/Olaf Scholz: “Europa muss politischer und stärker werden”

Olaf Scholz: “Europa muss politischer und stärker werden”

Bundesfinanzminister Olaf Scholz hat in einer Grundsatzrede an der
Humboldt-Universität zu Berlin für einen einheitlichen Rechtsrahmen für
Mindestlöhne und die Systeme der Grundsicherung in der EU geworben. Der
Wettbewerb der Unternehmen in Europa dürfe nicht über schlechte
Arbeitsbedingungen ausgetragen werden, so Scholz. Er erneuerte die
Forderung nach einer europäischen Arbeitslosen-Rückversicherung. “Wir brauchen ein soziales Europa, das seine Arbeitnehmerinnen und
Arbeitnehmer davor schützt, dass im Zuge des globalen Wettbewerbs unsere
sozialen Standards ausgehöhlt werden”,  sagte der SPD-Politiker.

* [AUFGABEN]
**a.** Wo hat Olaf Scholz laut dem Text über seine Europa-Rede diese Grundsatzrede gehalten?
**b.** Schreib aus dem Text über die Europa-Rede von Olaf Scholz alles ab, was zwischen „Bundesfinanzminister Olaf Scholz“ und „sagte der SPD-Politiker.“ steht, beide Stellen eingeschlossen.

* [DATEN]
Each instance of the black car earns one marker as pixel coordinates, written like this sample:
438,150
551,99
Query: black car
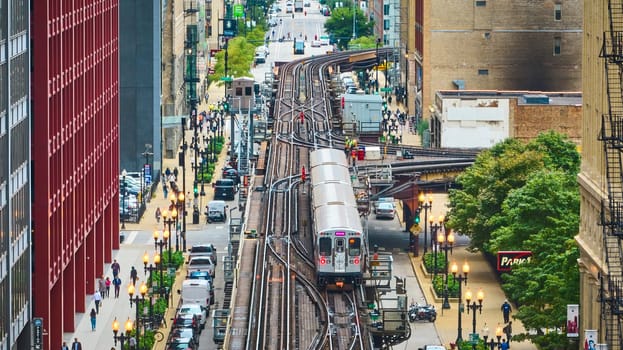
180,335
187,321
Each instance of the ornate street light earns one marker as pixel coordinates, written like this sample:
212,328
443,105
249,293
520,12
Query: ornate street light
461,278
125,335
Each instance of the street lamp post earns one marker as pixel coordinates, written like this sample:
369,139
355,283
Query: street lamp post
446,241
152,267
124,208
461,278
474,306
136,299
159,243
124,335
434,226
426,205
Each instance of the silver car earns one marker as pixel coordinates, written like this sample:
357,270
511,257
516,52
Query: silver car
202,263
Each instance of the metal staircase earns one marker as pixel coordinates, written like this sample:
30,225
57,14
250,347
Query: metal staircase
611,293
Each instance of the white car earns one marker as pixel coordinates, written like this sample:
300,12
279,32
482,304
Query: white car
196,309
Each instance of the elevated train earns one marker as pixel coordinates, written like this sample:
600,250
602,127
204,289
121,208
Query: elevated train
340,245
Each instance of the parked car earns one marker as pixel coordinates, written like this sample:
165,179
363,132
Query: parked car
207,249
197,310
203,275
187,321
202,264
182,335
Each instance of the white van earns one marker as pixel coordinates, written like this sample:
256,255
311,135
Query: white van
196,292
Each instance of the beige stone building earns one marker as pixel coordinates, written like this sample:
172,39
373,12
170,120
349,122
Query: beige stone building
493,45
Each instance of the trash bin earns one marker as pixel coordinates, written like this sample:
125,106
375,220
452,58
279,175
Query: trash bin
195,217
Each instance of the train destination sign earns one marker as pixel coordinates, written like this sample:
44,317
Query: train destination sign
506,259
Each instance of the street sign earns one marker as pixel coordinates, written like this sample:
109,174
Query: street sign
229,27
238,10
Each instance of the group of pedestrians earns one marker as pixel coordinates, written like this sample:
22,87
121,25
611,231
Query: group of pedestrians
507,330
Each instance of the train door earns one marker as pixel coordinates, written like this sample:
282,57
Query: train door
340,255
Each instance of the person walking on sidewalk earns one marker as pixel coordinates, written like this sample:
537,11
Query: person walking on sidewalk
506,311
115,268
93,319
117,283
108,281
97,297
101,283
76,345
133,275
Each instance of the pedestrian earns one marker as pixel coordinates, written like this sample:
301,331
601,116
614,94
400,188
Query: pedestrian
508,330
93,319
115,268
97,297
133,275
101,283
506,311
108,281
76,345
117,283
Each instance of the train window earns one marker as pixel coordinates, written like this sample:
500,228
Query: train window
339,245
324,246
354,246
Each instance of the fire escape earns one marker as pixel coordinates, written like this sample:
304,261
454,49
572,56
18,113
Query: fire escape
611,293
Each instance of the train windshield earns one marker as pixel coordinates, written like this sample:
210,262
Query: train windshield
324,246
354,246
339,245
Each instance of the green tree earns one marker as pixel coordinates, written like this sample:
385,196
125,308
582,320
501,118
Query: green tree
525,197
340,25
484,187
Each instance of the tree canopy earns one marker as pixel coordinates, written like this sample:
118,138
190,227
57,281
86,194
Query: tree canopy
525,197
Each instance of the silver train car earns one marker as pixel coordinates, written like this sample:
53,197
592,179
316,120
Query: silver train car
339,240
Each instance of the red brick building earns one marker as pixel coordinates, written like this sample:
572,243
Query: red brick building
75,155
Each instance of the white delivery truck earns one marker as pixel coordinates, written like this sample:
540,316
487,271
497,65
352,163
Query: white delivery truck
196,292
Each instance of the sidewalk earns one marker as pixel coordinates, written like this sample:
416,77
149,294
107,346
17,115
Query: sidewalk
138,239
481,275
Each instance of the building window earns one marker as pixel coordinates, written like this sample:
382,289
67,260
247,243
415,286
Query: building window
557,46
558,12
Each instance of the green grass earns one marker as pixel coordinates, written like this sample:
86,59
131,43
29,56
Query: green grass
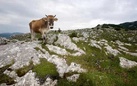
22,71
5,78
45,68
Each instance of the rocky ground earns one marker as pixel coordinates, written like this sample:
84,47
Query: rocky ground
98,57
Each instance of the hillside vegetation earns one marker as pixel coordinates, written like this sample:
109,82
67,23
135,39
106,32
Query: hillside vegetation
101,56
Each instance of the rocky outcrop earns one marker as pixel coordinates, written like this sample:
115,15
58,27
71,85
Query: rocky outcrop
3,41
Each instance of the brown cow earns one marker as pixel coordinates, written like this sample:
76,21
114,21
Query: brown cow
42,26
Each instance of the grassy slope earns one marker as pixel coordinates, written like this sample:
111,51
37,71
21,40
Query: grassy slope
103,70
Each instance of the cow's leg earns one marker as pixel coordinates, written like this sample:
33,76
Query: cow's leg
32,35
44,37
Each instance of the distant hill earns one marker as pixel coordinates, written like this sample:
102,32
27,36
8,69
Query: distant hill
126,26
8,35
129,25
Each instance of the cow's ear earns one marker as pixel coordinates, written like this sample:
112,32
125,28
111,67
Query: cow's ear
45,19
55,19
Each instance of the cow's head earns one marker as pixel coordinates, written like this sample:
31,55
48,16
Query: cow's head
51,19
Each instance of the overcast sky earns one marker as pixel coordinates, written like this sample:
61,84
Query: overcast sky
15,15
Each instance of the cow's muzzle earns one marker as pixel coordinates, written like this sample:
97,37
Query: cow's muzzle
51,27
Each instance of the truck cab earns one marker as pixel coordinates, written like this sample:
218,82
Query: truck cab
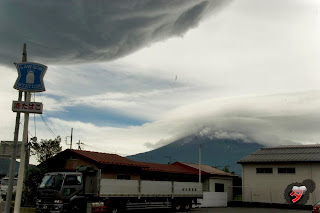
4,186
57,190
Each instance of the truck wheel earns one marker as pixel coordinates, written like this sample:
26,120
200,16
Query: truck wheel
114,209
75,209
176,206
187,206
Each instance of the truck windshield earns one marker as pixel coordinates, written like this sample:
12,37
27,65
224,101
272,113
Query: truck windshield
5,182
52,181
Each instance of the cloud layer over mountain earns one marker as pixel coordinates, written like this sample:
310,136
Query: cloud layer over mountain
90,31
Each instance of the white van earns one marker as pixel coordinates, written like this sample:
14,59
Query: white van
4,186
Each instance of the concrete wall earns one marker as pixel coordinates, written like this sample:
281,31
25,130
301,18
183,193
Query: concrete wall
227,185
213,199
269,188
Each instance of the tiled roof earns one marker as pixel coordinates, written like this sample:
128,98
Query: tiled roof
105,158
293,153
207,169
167,168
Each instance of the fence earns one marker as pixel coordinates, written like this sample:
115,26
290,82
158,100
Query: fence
271,195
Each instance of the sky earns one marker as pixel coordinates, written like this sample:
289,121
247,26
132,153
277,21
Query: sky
132,76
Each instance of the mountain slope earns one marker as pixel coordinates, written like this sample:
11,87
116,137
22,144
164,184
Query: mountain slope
215,152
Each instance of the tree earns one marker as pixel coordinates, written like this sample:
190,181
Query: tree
45,148
32,181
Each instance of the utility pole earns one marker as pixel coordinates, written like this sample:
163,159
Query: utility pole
30,79
79,145
200,146
70,139
15,142
21,173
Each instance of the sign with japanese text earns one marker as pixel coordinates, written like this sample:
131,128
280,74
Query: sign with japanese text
299,193
31,107
30,77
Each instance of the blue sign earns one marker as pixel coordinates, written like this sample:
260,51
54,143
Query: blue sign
30,77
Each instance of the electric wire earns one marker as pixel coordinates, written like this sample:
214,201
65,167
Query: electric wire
46,124
21,130
34,117
47,114
97,148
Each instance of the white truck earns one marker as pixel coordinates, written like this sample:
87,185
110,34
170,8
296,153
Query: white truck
4,186
85,191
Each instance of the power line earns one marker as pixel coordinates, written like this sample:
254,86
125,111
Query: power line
47,114
28,130
97,148
47,126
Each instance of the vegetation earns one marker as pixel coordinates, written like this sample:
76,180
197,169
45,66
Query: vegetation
45,148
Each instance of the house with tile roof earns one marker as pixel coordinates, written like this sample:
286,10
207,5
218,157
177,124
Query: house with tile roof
213,179
116,167
269,174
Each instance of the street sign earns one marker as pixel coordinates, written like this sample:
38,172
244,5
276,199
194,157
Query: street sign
6,149
30,77
23,106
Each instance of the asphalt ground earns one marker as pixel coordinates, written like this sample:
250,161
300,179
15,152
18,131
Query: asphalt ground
210,210
226,210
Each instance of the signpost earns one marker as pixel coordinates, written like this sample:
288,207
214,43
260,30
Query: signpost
31,107
30,79
6,149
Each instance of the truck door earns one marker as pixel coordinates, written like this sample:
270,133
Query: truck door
72,185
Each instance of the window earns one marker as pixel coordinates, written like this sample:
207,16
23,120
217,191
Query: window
73,180
124,177
219,187
286,170
264,170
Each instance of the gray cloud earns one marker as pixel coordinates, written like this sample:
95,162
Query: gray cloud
91,31
269,120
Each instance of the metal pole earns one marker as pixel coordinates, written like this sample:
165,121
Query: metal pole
200,164
15,142
17,202
71,138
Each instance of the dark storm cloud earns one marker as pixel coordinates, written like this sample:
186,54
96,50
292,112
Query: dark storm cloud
88,31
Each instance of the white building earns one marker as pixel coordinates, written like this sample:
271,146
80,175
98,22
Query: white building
269,172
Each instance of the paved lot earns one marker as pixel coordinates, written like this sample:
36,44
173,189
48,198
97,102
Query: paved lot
210,210
227,210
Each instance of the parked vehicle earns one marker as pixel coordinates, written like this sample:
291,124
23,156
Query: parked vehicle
316,208
4,186
77,191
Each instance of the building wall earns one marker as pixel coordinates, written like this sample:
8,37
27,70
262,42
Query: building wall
226,181
269,188
73,162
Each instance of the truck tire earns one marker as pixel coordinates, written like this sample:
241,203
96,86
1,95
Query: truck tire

* [ANTWORTEN]
**a.** An der Humboldt-Universität zu Berlin.

**b.**
Bundesfinanzminister Olaf Scholz hat in einer Grundsatzrede an der
Humboldt-Universität zu Berlin für einen einheitlichen Rechtsrahmen für
Mindestlöhne und die Systeme der Grundsicherung in der EU geworben. Der
Wettbewerb der Unternehmen in Europa dürfe nicht über schlechte
Arbeitsbedingungen ausgetragen werden, so Scholz. Er erneuerte die
Forderung nach einer europäischen Arbeitslosen-Rückversicherung. “Wir brauchen ein soziales Europa, das seine Arbeitnehmerinnen und
Arbeitnehmer davor schützt, dass im Zuge des globalen Wettbewerbs unsere
sozialen Standards ausgehöhlt werden”,  sagte der SPD-Politiker.